Extracted text |
□ □ □
So I’m over in my dad’s country in Montenegro, for a month I believe it was. So half the vacation goes by we get a call; my aunt is very sick she has a fifty-fifty chance of living. We’re all crying and sad and hoping she gets well. There’s a point I’m telling you this before I get to the dream (this is not the dream by the way), so I’m going to just skip what happens over there and get straight to my dream.

This dream happened when I got back from my so-called vacation. So I’m dreaming now and I see my aunt and my mom in the house were my aunt lived on the second-floor hallway of the door. If I remember correctly, I was just getting out of my aunt’s house and I see them like whispering or just staring at me like, really worried, or just in their own world—but looking at me so I approach them slowly and my aunt goes to me in the dream (she passed away when I had this dream by the way), looks at me, and just tells me in our language that my parents speak (which is Albanian if it’s important to write) “you’re a good kid,” and my mom is just looking at my aunt and then I just wake up all confused what the hell is that supposed to mean?

I’m not sure what exactly she’s trying to tell me or my dream is telling me I’m not a criminal or anything, I’ve never been in prison, so why that? Why tell somebody what they already are? Maybe she was trying to warn me, or maybe I felt guilty or something … I don’t know. Help me.
□ □ □
Entries shown |

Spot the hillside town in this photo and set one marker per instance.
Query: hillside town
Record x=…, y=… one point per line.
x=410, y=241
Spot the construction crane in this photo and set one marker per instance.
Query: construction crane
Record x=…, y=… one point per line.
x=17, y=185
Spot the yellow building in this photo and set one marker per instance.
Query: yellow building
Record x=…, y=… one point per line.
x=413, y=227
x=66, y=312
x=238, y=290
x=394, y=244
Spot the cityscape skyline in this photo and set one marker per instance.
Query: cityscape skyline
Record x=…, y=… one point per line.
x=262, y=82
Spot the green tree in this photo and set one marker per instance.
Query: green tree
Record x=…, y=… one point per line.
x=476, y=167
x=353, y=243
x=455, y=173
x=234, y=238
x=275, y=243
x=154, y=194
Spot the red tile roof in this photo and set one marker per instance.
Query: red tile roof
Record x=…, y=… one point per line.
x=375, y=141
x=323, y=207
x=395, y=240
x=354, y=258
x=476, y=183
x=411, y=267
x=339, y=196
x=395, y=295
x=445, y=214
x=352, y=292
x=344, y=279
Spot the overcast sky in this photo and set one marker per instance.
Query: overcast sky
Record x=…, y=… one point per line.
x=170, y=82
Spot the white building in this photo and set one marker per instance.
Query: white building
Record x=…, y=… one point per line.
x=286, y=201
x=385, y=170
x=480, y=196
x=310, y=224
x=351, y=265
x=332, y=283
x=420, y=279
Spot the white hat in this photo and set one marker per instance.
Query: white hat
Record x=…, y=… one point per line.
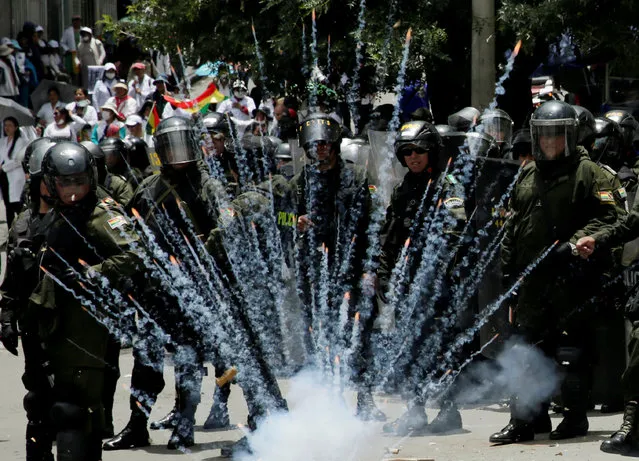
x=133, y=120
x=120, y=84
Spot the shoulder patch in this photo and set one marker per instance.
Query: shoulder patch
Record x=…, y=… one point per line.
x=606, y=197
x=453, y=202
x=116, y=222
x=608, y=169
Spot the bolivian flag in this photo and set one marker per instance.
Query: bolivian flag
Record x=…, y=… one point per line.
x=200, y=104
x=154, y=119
□ □ □
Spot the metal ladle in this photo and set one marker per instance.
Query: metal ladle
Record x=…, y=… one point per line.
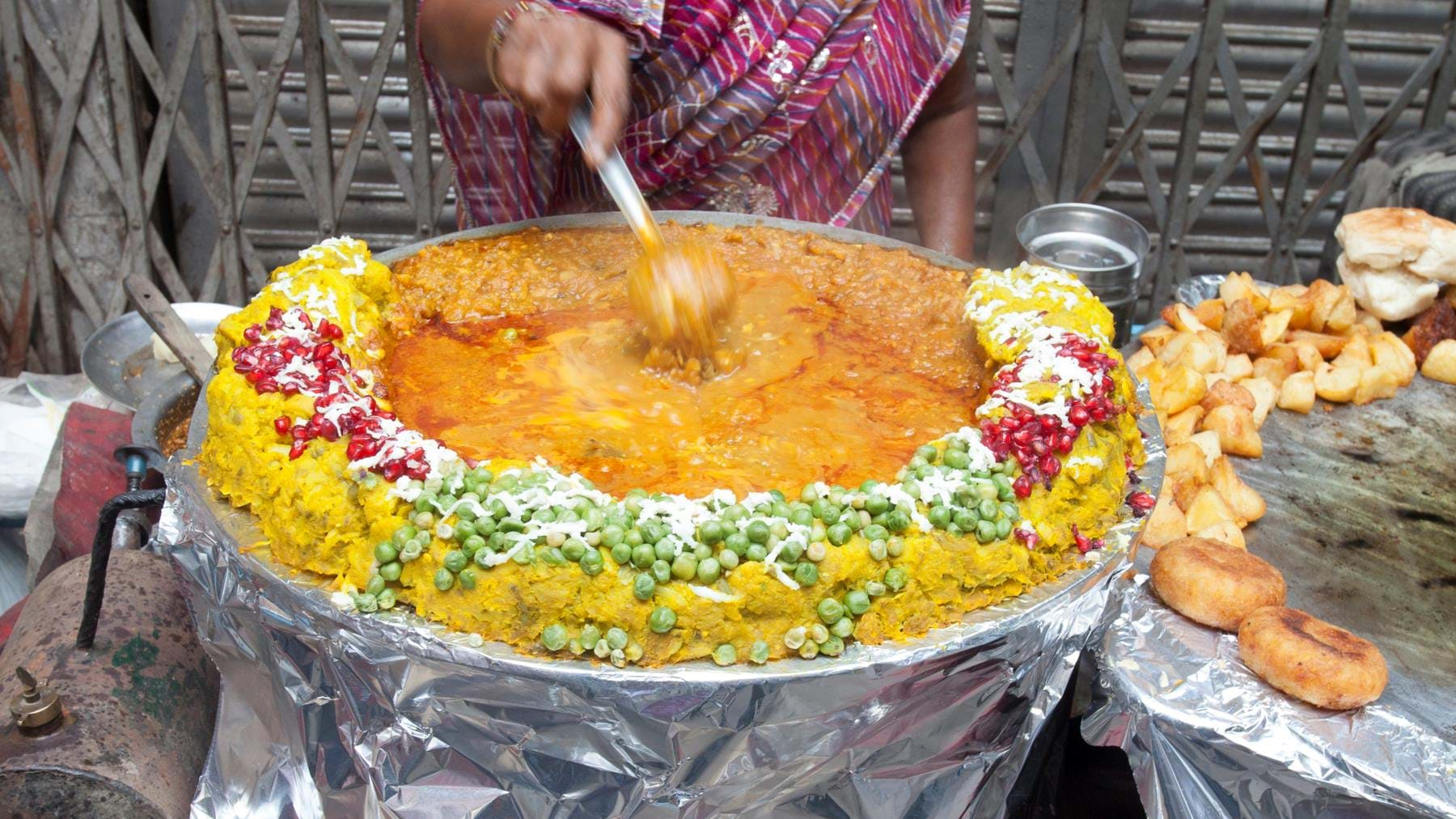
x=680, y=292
□ □ □
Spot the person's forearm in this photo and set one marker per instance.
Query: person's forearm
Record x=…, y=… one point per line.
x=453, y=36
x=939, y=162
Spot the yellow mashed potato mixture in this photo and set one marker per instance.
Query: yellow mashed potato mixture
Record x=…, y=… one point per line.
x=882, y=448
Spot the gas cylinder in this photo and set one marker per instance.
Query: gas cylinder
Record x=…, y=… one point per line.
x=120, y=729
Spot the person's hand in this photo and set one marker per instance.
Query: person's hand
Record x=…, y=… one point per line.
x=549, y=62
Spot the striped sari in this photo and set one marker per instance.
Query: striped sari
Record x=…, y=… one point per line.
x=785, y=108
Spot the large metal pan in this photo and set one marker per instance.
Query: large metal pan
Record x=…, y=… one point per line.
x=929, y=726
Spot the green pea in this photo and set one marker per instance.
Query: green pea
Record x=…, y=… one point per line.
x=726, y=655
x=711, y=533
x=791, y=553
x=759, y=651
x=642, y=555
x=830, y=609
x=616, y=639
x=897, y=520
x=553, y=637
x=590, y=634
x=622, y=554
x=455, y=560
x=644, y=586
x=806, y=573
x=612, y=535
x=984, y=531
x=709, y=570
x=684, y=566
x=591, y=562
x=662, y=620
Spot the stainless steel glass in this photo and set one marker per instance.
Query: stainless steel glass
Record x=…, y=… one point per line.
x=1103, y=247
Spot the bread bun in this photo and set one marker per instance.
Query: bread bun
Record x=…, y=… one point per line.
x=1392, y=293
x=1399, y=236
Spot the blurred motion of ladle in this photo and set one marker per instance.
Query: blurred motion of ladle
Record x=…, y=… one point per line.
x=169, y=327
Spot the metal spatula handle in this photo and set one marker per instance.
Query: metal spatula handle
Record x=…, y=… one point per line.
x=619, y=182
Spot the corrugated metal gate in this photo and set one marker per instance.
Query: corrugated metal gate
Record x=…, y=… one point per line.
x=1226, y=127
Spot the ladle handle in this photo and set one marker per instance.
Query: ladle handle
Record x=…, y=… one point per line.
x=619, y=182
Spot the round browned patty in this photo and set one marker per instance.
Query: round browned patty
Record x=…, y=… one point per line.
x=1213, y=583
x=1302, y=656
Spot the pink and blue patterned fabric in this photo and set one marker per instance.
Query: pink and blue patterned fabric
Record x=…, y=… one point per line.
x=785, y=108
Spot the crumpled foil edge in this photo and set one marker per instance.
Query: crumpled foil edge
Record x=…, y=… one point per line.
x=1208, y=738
□ □ □
Exercise objective |
From the dream account above, copy verbatim the passage starting at "This dream happened" and ending at "supposed to mean?".

Task result |
This dream happened when I got back from my so-called vacation. So I’m dreaming now and I see my aunt and my mom in the house were my aunt lived on the second-floor hallway of the door. If I remember correctly, I was just getting out of my aunt’s house and I see them like whispering or just staring at me like, really worried, or just in their own world—but looking at me so I approach them slowly and my aunt goes to me in the dream (she passed away when I had this dream by the way), looks at me, and just tells me in our language that my parents speak (which is Albanian if it’s important to write) “you’re a good kid,” and my mom is just looking at my aunt and then I just wake up all confused what the hell is that supposed to mean?